Lars hat noch ein paar Tage im Dezember, die Tage zwischen Weihnachten und Silvester, vor sich und einen klaren Plan: Es muss alles erledigt werden, was liegen geblieben ist, bis die Frau und die Kinder zurück sind. Dazu zählen Dinge wie die Erledigung der Steuererklärung, Möbel aufbauen, putzen und mit dem Rauchen aufhören. Lars ist 49 Jahre alt, angehender Schriftsteller und (zer)denkt sehr viel. Damit das neue Jahr klarer und aufgeräumter beginnen kann, will er die letzte Dezemberwoche also in vollem Umfang nutzen. Doch die Tage verlaufen dann ganz anders, als Lars sich das vorgestellt hat und er hat plötzlich nur noch einen Tag um endlich alles zu erledigen.
+--
**Zur Aufgabe:** Schreiben Sie aus dem Textabschnitt über Lars' letzte Dezemberwoche den Teil wortgetreu ab, der mit den Worten „Lars hat noch“ beginnt und mit „alles zu erledigen.“ endet.
+--
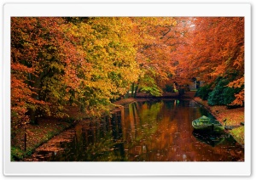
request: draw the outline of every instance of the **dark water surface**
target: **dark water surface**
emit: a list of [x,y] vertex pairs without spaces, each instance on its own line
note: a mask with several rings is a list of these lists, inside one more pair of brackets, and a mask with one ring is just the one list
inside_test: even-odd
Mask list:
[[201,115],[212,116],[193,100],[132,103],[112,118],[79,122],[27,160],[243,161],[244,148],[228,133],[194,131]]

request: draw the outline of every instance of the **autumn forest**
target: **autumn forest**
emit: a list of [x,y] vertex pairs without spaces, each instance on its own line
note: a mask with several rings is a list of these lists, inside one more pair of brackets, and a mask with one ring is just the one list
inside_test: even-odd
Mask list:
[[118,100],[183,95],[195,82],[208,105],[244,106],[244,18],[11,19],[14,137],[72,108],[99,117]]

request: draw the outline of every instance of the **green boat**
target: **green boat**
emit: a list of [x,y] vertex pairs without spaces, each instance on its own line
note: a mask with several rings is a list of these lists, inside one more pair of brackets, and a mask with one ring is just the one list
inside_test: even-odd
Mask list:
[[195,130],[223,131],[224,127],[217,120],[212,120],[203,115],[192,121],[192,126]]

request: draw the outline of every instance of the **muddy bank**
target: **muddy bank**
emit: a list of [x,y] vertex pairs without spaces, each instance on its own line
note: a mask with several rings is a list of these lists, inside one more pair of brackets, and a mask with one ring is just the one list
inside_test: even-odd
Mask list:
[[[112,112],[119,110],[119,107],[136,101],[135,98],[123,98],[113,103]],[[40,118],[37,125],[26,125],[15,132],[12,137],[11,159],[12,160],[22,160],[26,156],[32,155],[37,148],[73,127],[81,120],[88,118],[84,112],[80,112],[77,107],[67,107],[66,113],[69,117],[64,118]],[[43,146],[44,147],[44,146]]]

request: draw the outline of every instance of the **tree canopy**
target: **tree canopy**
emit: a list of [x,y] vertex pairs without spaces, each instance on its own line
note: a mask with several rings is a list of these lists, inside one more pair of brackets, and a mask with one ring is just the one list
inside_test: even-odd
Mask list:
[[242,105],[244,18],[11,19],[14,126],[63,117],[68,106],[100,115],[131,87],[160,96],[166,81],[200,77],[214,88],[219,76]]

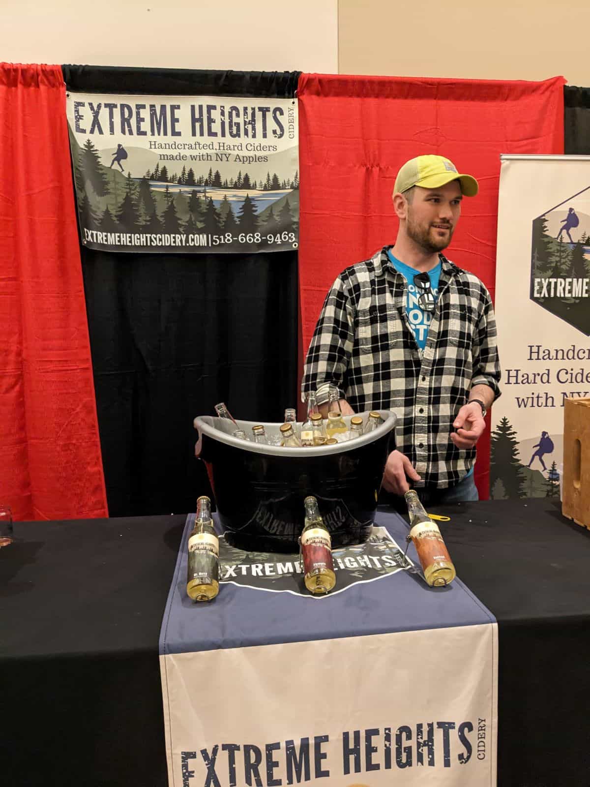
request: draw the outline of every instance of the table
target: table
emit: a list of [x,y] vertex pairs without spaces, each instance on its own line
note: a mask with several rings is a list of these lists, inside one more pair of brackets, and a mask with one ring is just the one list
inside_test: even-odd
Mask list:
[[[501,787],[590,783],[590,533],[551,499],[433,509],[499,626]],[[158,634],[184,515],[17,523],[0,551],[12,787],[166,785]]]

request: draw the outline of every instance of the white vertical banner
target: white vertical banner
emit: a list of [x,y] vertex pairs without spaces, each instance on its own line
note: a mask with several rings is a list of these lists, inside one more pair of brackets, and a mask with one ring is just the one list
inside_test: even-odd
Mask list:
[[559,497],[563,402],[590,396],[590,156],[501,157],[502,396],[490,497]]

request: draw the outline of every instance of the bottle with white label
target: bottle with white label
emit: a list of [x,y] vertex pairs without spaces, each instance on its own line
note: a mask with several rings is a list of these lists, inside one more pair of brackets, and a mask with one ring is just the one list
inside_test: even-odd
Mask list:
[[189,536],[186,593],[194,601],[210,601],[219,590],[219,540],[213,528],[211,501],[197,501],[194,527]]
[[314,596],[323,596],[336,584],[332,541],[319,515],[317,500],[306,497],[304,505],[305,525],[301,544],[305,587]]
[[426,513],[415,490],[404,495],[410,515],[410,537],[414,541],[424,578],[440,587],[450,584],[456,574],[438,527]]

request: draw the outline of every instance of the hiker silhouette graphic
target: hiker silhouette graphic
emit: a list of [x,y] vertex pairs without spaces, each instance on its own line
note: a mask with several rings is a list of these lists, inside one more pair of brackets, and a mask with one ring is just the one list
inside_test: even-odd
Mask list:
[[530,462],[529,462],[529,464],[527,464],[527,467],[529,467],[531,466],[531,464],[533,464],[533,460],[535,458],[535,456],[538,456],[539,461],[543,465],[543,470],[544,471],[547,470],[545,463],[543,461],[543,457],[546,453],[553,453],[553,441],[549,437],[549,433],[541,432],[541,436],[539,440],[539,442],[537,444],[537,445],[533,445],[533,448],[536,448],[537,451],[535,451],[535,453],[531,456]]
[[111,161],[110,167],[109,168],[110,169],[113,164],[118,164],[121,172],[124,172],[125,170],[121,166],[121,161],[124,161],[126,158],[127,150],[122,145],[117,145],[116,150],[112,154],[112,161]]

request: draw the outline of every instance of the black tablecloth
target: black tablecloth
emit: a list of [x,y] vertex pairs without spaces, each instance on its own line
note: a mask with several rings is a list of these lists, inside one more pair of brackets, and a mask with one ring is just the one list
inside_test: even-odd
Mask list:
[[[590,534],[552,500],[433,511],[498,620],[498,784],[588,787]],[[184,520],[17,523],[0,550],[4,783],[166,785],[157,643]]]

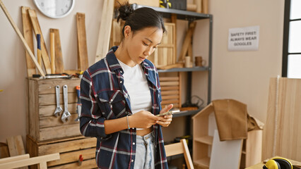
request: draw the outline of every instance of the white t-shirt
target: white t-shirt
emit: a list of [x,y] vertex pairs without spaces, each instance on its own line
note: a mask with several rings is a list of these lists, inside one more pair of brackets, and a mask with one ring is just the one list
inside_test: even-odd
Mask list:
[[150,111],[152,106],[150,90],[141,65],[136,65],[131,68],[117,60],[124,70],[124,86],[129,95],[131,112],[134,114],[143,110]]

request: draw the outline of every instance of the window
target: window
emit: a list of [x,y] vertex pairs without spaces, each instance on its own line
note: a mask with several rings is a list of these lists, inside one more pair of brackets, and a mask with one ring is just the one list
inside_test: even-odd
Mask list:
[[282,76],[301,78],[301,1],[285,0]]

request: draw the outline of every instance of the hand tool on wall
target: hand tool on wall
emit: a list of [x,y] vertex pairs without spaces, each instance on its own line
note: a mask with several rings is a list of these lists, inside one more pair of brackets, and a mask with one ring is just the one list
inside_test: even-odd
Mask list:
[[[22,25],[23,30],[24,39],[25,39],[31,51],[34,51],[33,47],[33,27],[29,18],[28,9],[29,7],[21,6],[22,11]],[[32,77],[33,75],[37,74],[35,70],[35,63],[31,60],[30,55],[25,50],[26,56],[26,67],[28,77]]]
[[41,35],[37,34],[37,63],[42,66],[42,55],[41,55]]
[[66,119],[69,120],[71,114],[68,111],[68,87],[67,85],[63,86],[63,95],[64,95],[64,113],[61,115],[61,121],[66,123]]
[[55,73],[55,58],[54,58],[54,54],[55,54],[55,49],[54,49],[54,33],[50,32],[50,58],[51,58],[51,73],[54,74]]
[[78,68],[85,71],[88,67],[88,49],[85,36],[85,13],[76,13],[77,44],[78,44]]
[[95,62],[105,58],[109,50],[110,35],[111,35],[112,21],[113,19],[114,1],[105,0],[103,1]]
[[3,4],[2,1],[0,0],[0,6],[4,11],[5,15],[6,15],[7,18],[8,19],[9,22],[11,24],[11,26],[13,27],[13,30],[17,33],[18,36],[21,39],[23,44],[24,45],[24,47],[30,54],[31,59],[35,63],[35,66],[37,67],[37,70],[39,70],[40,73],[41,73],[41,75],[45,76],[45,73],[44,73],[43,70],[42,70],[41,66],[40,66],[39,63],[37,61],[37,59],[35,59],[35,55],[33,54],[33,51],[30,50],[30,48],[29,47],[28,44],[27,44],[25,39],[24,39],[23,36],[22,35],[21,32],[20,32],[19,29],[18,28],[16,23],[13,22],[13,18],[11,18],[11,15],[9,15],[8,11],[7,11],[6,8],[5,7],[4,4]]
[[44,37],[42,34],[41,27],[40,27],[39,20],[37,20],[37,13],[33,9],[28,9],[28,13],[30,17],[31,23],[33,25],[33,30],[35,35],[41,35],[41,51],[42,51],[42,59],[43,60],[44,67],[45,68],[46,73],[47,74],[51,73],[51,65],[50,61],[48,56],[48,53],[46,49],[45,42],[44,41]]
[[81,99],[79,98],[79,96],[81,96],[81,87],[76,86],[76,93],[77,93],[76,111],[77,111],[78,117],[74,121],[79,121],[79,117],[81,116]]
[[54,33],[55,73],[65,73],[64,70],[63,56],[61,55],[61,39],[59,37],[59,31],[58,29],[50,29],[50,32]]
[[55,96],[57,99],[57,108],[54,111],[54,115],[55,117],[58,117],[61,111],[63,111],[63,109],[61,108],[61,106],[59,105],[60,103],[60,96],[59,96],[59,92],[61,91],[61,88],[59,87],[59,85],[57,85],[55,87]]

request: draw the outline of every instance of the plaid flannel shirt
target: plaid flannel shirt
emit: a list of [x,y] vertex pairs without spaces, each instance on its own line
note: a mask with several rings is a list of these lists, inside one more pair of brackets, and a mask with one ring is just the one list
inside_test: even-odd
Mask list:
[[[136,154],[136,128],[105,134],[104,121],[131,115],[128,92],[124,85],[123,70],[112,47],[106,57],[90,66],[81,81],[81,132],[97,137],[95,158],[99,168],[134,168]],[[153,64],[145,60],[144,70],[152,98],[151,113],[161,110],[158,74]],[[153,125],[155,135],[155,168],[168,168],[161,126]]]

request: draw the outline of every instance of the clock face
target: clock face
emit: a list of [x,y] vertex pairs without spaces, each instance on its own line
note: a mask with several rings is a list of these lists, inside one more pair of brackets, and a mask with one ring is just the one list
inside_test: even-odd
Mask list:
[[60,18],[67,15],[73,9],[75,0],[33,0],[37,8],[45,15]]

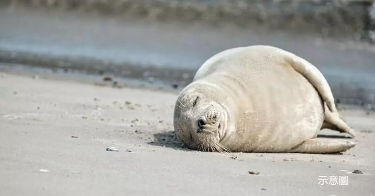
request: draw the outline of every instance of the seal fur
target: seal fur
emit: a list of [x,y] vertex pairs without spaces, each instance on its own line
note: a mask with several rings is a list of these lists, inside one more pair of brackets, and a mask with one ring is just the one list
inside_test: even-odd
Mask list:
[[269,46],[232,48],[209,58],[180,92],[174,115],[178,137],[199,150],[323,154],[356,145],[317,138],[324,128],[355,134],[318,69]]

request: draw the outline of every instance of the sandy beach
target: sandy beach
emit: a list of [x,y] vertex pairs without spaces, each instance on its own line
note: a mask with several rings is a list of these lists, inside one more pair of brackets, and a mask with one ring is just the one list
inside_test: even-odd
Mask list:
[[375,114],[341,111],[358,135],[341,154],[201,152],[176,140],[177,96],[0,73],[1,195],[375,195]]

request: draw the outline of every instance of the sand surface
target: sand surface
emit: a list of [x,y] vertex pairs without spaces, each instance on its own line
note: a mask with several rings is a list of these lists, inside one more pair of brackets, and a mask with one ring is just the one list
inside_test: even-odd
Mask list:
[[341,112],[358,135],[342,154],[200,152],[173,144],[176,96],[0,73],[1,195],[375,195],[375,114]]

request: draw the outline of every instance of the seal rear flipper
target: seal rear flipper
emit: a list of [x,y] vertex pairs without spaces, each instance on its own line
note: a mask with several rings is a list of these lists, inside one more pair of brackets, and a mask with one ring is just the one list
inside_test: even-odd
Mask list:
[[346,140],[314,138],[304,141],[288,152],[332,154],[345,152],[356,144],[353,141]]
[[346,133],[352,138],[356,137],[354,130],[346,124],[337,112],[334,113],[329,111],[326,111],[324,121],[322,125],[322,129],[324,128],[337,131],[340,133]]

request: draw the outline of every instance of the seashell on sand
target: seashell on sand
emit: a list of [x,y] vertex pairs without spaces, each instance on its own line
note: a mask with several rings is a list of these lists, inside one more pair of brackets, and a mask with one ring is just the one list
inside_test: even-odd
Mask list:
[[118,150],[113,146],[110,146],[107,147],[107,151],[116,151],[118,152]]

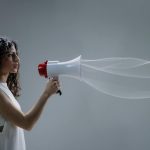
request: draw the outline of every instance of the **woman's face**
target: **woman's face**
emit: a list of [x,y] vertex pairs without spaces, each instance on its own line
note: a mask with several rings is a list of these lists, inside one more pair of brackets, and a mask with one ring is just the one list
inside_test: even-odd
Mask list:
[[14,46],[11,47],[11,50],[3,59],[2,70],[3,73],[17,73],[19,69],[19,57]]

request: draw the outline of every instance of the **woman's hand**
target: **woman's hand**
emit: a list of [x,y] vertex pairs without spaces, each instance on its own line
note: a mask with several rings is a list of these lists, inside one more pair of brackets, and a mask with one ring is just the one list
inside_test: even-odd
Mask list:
+--
**Ergebnis unten:**
Lars hat noch ein paar Tage im Dezember, die Tage zwischen Weihnachten und Silvester, vor sich und einen klaren Plan: Es muss alles erledigt werden, was liegen geblieben ist, bis die Frau und die Kinder zurück sind. Dazu zählen Dinge wie die Erledigung der Steuererklärung, Möbel aufbauen, putzen und mit dem Rauchen aufhören. Lars ist 49 Jahre alt, angehender Schriftsteller und (zer)denkt sehr viel. Damit das neue Jahr klarer und aufgeräumter beginnen kann, will er die letzte Dezemberwoche also in vollem Umfang nutzen. Doch die Tage verlaufen dann ganz anders, als Lars sich das vorgestellt hat und er hat plötzlich nur noch einen Tag um endlich alles zu erledigen.